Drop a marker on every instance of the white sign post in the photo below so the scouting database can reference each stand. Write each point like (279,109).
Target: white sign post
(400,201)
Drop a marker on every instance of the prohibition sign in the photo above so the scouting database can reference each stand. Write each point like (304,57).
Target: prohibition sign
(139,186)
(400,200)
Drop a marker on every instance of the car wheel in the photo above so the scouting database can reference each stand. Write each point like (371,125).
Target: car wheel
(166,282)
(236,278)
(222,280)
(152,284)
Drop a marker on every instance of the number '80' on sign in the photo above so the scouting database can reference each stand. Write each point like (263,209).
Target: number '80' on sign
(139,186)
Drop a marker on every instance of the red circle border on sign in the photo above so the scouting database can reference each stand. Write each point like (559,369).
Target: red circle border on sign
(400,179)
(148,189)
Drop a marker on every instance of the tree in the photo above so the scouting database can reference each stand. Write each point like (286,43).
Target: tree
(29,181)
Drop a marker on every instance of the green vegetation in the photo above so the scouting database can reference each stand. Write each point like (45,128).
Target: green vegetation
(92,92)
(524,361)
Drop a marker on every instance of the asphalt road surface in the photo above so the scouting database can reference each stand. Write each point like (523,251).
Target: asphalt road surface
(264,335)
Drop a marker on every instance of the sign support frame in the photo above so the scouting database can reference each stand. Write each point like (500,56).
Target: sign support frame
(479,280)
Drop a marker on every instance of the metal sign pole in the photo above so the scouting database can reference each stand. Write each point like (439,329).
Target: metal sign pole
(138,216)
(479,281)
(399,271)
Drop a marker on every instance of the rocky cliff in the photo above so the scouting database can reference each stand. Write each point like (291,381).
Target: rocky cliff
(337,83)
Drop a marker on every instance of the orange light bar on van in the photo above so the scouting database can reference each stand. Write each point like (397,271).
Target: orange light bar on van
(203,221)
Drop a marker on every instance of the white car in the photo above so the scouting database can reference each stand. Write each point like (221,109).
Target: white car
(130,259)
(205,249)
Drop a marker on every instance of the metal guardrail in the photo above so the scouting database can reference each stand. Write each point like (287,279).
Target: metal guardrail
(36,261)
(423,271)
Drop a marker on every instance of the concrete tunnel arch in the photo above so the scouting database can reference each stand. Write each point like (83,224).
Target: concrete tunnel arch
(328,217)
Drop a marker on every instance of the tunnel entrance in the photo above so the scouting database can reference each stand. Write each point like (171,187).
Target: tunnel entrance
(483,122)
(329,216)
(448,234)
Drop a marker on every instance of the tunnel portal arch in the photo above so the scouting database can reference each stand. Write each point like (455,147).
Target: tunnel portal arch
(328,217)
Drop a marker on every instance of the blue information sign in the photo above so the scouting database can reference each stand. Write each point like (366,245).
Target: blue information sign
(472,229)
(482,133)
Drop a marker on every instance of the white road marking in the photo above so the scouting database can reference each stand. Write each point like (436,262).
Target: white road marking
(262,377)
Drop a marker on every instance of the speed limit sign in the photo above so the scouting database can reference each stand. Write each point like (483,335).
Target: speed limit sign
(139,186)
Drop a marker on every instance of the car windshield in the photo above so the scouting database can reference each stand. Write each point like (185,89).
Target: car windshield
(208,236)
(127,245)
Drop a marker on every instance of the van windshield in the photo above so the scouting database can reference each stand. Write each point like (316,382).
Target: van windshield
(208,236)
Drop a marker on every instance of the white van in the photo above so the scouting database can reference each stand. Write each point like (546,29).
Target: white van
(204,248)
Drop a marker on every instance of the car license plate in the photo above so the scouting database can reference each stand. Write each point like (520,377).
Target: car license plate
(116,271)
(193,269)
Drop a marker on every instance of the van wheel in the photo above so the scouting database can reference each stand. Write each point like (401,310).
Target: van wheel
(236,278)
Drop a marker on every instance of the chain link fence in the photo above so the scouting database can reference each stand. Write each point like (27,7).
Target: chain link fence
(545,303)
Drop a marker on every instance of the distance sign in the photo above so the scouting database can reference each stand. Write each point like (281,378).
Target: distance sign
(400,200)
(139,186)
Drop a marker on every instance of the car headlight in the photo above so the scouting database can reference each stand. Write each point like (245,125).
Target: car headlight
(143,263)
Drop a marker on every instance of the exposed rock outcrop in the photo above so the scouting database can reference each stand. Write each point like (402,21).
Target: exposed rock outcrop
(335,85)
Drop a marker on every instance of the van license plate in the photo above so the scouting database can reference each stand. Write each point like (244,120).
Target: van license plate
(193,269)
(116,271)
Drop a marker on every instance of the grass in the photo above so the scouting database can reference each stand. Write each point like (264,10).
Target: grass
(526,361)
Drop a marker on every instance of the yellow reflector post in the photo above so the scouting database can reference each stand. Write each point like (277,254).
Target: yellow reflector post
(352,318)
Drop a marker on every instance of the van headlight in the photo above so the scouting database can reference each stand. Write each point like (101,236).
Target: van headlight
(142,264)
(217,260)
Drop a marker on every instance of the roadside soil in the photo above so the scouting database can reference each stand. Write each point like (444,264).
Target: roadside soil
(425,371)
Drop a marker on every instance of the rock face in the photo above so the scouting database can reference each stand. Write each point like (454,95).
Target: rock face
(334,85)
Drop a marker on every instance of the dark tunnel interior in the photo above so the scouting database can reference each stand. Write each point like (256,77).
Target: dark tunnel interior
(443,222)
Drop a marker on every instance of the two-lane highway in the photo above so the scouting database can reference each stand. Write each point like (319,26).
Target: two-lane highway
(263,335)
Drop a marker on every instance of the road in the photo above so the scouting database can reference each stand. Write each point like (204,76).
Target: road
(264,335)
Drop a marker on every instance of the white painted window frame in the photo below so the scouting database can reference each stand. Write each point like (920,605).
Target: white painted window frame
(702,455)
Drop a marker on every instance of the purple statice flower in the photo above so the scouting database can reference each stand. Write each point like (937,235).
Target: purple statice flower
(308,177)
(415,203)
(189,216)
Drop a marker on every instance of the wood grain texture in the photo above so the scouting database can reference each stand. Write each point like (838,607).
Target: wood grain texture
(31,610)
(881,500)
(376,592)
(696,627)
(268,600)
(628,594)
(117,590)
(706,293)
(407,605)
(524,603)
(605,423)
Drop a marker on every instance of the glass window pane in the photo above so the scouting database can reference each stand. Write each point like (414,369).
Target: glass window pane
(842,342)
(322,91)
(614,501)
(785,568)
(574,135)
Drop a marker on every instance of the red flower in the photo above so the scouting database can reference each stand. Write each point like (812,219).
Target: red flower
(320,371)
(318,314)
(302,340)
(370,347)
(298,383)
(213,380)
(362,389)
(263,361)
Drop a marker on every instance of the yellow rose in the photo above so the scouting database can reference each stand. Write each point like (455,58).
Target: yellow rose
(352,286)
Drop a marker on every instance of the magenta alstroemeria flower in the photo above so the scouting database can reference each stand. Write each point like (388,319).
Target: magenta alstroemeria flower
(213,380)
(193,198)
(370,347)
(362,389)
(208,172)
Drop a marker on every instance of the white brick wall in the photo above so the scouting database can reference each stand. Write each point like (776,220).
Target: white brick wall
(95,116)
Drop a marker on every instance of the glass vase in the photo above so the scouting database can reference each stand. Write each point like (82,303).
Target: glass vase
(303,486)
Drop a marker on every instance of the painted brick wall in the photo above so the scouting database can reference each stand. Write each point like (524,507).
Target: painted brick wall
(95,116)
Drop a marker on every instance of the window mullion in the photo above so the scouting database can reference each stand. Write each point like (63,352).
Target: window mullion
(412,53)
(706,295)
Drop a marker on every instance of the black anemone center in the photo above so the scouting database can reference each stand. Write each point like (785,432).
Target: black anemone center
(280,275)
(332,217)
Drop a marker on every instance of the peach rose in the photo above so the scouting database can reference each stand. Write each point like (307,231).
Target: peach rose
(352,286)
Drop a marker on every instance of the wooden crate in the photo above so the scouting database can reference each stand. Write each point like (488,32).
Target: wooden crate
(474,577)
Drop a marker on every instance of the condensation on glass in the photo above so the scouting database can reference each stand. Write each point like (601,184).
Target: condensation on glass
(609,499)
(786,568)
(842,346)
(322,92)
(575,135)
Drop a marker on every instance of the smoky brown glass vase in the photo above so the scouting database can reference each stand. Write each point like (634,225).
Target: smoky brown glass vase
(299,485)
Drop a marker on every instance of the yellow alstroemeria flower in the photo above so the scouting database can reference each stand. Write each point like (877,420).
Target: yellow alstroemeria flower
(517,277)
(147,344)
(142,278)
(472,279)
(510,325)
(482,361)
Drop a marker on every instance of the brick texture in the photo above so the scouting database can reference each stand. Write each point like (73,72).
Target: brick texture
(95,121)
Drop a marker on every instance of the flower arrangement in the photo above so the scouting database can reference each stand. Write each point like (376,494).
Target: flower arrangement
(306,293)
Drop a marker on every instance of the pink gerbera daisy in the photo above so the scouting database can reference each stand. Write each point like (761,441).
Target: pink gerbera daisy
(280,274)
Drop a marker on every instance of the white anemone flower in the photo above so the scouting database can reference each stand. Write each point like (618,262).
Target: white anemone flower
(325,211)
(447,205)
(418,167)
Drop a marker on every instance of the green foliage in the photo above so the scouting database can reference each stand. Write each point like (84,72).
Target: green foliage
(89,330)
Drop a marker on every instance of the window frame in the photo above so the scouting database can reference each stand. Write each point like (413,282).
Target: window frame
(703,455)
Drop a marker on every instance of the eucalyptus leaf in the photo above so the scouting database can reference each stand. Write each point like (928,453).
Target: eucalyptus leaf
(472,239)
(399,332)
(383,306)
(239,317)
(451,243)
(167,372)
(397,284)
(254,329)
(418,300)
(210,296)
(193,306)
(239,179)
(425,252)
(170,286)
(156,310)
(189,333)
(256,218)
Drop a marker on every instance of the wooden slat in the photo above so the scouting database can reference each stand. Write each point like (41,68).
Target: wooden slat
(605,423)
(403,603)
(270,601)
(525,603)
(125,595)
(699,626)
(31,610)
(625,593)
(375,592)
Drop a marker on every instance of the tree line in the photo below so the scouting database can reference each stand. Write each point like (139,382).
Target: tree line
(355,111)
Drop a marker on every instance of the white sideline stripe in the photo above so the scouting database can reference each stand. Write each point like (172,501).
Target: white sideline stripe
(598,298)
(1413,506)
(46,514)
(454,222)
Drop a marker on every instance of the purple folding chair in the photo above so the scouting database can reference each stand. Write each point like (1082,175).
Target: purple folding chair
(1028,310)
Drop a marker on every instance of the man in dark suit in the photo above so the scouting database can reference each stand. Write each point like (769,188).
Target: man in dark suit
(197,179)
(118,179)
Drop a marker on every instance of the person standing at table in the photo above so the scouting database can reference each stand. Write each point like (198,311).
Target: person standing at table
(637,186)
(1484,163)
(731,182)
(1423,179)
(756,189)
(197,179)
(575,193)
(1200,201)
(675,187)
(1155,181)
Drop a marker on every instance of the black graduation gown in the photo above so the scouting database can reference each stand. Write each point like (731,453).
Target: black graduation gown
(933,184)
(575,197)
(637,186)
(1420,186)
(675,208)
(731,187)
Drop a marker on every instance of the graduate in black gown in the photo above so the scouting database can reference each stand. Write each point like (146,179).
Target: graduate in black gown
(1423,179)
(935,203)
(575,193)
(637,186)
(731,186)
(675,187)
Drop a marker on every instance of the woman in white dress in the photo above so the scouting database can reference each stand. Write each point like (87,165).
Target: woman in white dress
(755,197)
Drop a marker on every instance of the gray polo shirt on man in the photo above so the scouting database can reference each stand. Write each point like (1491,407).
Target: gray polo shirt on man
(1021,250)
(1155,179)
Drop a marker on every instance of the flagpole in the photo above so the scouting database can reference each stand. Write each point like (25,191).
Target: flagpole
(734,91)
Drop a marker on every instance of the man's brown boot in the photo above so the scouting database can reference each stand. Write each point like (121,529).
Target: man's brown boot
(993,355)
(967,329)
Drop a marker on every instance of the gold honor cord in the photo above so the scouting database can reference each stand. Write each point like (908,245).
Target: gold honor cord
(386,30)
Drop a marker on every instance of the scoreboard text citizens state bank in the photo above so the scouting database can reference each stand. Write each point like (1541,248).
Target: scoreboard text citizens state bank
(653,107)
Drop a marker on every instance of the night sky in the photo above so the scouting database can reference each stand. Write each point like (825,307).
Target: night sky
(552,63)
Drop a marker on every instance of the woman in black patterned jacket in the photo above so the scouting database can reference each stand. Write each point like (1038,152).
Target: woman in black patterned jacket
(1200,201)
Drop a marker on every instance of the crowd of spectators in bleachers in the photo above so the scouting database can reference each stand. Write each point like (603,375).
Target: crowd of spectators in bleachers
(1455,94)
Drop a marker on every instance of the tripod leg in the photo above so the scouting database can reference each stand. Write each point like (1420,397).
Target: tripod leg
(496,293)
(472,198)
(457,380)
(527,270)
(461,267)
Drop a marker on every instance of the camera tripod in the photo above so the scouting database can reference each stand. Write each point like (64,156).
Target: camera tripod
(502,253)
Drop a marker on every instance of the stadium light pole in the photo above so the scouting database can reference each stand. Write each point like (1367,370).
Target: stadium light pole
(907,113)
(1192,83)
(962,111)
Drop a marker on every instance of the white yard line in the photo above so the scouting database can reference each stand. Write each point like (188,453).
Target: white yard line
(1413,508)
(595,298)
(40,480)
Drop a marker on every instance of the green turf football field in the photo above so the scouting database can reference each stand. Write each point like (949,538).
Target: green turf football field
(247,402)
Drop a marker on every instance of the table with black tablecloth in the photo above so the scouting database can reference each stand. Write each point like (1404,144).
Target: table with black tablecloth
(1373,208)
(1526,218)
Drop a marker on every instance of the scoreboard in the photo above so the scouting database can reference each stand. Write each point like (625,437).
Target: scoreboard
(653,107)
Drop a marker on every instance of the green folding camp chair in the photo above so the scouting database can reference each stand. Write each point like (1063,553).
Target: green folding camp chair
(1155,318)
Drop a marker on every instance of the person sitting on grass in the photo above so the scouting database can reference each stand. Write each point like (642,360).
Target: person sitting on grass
● ● ● ● ● ● ●
Short exercise
Give back exactly the lines from the line holding "Drop a marker on every instance of the white yard" through the last line of the listing, including both.

Answer to this task
Drop a marker on every instance of the white yard line in the photo above so the scouting database can reference each stand. Write each point like (188,453).
Target: white yard line
(1413,508)
(595,298)
(40,480)
Drop a marker on every instance of the green turf football field in the photo above so the scouting database can reference each stand. Write each point like (949,538).
Target: green turf football field
(247,402)
Drop a marker on every instance of the table with black tablecloth in the photo above so the scouting database can reference each stand. Write each point like (1404,144).
Target: table with black tablecloth
(1373,208)
(1526,218)
Drop a marker on every instance of the scoreboard in the photo above so the scouting database can reference each stand. Write each point like (625,437).
Target: scoreboard
(653,107)
Drop a marker on every instance of the green folding camp chair in the photo above so the scouting database can reference each stand. Write each point like (1063,553).
Target: green folding camp chair
(1155,318)
Drop a marker on every instance of the person sitting on grass in the photo above so the scouting database can reference each stand. Write each point like (642,360).
Target: person sitting on grass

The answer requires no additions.